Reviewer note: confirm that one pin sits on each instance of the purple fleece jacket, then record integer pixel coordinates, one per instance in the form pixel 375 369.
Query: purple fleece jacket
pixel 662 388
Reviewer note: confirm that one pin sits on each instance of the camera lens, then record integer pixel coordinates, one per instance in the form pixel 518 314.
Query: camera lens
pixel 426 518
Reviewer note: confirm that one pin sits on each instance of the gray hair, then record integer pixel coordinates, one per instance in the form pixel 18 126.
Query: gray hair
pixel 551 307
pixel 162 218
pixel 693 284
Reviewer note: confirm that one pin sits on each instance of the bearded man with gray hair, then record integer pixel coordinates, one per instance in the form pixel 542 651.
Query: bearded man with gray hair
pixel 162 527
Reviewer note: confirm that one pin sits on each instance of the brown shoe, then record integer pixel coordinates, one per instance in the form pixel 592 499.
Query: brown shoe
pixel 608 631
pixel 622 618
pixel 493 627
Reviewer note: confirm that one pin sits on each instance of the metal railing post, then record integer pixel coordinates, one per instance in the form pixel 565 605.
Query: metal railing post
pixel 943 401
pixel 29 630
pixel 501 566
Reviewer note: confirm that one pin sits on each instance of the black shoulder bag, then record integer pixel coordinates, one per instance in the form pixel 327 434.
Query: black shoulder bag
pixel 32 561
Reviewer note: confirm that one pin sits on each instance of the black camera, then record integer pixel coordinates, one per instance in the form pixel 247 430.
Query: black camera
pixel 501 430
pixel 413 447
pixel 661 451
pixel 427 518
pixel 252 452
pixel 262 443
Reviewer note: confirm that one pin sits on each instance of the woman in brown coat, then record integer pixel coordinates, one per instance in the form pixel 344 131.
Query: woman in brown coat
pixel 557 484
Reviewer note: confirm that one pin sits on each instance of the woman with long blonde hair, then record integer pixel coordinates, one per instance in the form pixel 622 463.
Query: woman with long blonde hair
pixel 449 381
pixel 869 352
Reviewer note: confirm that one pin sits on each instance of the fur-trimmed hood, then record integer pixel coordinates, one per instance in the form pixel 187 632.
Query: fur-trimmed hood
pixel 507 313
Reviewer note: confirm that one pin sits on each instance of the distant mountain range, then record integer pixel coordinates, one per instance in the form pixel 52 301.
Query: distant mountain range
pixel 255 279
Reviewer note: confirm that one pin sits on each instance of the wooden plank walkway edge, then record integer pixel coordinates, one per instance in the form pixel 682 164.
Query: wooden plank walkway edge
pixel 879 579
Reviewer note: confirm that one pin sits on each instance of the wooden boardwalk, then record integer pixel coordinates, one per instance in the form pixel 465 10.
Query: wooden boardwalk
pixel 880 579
◆ ◆ ◆ ◆ ◆ ◆ ◆
# CHALLENGE:
Rewrite all of the items above, swapping "Reviewer note" for "Annotator note" wherever it occurs and leaving every other part unchanged.

# SOLUTION FOR THIS PROBLEM:
Annotator note: confirm that one pin sits on each instance of the purple fleece jacket, then record integer pixel coordinates, one per instance in the form pixel 375 369.
Query: purple fleece jacket
pixel 662 388
Annotator note: confirm that one pin sits on each instance of the camera lens, then record integer pixel coordinates, one per instance in the form pixel 518 314.
Query: camera lens
pixel 426 518
Annotator note: confirm that one pin sits on each instance of the gray hair, then record integer pixel coordinates, one per instance in the form pixel 18 126.
Query: gray hair
pixel 551 307
pixel 162 218
pixel 693 284
Annotator note: confirm that one pin sits on each instance of the bearded man with gray hair, then record integer pixel coordinates, one per instance in the form pixel 542 651.
Query: bearded man with gray hair
pixel 162 527
Annotator note: confirm that one pin sits on each instance of the brown shoe, then record integer pixel coordinates, one per instance in the form pixel 592 499.
Query: brown shoe
pixel 608 631
pixel 622 618
pixel 493 627
Annotator note: confirm that one pin sits on each instance of the metal railing post, then record integer pixel coordinates, one per instance in the form pixel 565 605.
Query: metal railing post
pixel 943 401
pixel 29 630
pixel 501 566
Annotator note: confirm that one pin sits on each instance of the black shoulder bag, then record integer pixel coordinates, one per instance in the form pixel 327 434.
Query: black shoulder bag
pixel 32 561
Annotator note: confirm that one pin sits on each instance of the black camera, then record integer pixel coordinates, one per instance in the form pixel 247 430.
Query: black camera
pixel 501 430
pixel 413 447
pixel 661 451
pixel 427 518
pixel 252 452
pixel 262 443
Annotator note: confirm that one pin sits on each instance of the woman in brown coat, then record integer pixel coordinates, one per instance in the form pixel 344 131.
Query: woman in brown coat
pixel 557 484
Annotator note: confirm that one pin sits on each instance of the woman with long blonde hair, then record integer pixel coordinates, one per instance in the form pixel 622 463.
Query: woman with long blonde hair
pixel 449 381
pixel 869 352
Annotator note: confirm that one pin sits on each instance of the fur-trimmed hood, then record integer pixel coordinates, one per instance in the form pixel 187 632.
Query: fur-trimmed hood
pixel 507 313
Annotator note: confirm that one pin sits on each instance of the distant mountain range, then record integer pixel coordinates, one per instance in the form pixel 52 301.
Query: distant mountain range
pixel 255 279
Annotator note: confirm that one pin sits on each instance of the wooden plank walkway edge, then record integer pixel coordinates, one per instance in the form pixel 682 164.
Query: wooden plank walkway edge
pixel 879 579
Annotator note: confirm that one pin sits on each instance of the wooden boardwalk, then record integer pixel coordinates, one per instance in the form pixel 465 10.
Query: wooden boardwalk
pixel 880 579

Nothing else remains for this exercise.